BEGIN Provided material

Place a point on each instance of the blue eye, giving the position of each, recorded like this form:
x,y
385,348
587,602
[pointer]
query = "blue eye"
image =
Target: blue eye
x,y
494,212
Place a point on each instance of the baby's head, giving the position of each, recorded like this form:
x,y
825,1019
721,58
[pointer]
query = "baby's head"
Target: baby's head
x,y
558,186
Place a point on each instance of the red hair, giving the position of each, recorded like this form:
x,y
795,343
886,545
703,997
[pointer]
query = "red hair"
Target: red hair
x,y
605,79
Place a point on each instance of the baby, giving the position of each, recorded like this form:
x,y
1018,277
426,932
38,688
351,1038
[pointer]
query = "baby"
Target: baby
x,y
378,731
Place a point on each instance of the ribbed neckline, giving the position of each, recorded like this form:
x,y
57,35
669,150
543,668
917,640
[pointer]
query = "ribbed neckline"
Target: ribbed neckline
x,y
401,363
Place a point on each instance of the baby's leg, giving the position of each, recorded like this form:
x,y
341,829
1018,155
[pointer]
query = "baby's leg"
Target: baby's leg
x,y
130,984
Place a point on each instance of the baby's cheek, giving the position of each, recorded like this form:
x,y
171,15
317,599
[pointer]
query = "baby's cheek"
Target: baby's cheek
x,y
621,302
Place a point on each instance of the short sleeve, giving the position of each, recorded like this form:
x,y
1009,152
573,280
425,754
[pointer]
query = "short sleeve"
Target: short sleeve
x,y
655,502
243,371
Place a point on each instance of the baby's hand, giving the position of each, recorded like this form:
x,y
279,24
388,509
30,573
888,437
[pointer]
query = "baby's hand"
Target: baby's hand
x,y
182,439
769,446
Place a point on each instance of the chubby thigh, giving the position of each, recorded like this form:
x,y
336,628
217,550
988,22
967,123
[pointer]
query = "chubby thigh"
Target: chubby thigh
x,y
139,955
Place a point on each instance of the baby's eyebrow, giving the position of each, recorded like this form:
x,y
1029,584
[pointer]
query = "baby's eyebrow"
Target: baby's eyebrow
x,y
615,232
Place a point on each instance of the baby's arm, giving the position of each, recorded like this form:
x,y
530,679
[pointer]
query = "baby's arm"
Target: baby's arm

END Provided material

Goal: Your task is to extract all of the records exactly.

Result of the task:
Place a point on each instance of the blue eye, giving the position of each, recorded like this form:
x,y
385,348
587,602
[pointer]
query = "blue eye"
image =
Target: blue eye
x,y
494,212
Place a point on each instance of the baby's head, giving the position of each, recorded like this form:
x,y
825,1019
721,58
[pointer]
query = "baby's head"
Target: baby's head
x,y
558,186
Place a point on each instance of the red hair, giving the position of each, recorded like this form:
x,y
795,343
886,545
703,997
[pointer]
query = "red hair"
Target: red hair
x,y
605,79
Place a point on each instance of the baby, giving the position of each, recorded like this form:
x,y
1018,277
426,932
38,688
351,1038
[pointer]
query = "baby"
Target: baby
x,y
378,731
Place a point on each instance of the ribbed neckline, giving the position of each, recorded like this form:
x,y
57,35
669,150
543,668
917,640
[pointer]
query = "ribbed neckline"
Target: ribbed neckline
x,y
401,363
Place a point on each instance of the baby's leg, giving the position of each, recorded like this form:
x,y
341,829
1018,155
[pointer]
query = "baby's leg"
Target: baby's leg
x,y
130,984
Place a point on each instance of the baby's cheek, giving the position of each, recorded like this form:
x,y
171,15
317,599
[pointer]
query = "baby's cheek"
Target: baby's cheek
x,y
621,302
Place a point on each instance of the short sleeve, giving the position of each, recorded like this form:
x,y
1009,152
573,280
425,754
[pointer]
query = "short sleeve"
Target: short sleeve
x,y
655,502
243,371
Place a point on each instance of the baby's hand, giving the position of each, recorded like this form:
x,y
279,24
388,509
30,573
888,437
[pointer]
query = "baby's hand"
Target: baby's hand
x,y
182,439
769,446
Place a point on each instance of the chubby thigh, giving the position of each, recorded like this form:
x,y
336,628
217,550
988,22
967,123
[pointer]
query = "chubby thigh"
Target: chubby thigh
x,y
139,955
Place a point on each instance of the baby's eyebrow, giving the position of each, recorded like this form:
x,y
1029,584
[pointer]
query = "baby's eyebrow"
Target: baby's eyebrow
x,y
615,232
Place a point on each instance of the baby's arm, giving the position of each, recorded like this form:
x,y
530,679
[pointer]
query = "baby's arm"
Target: baby's arm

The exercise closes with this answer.